# Dataset records:
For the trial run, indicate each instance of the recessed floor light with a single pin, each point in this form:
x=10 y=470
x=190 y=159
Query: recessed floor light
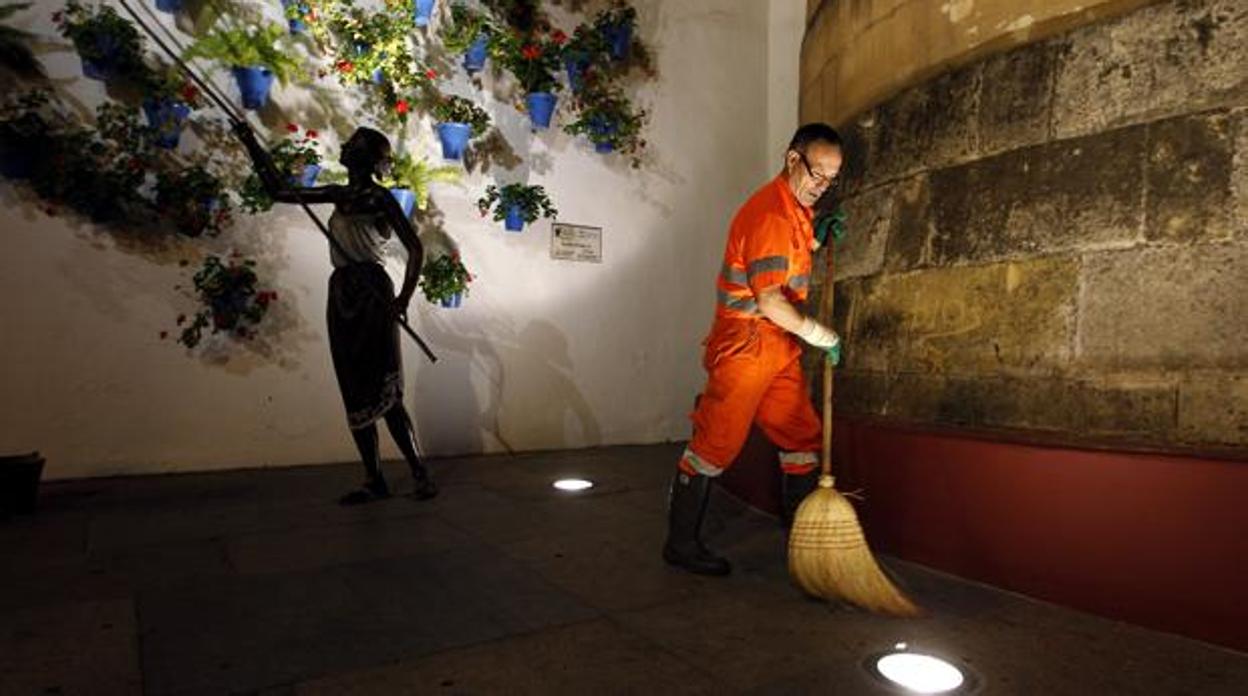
x=573 y=484
x=917 y=672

# Problem to work on:
Reproduce every line above verbatim, leaving out the pictures.

# The completed task:
For the trial run, indicate each instance of the recessed floor light with a single pin, each point in this form:
x=10 y=470
x=190 y=159
Query: recessed floor light
x=573 y=484
x=917 y=672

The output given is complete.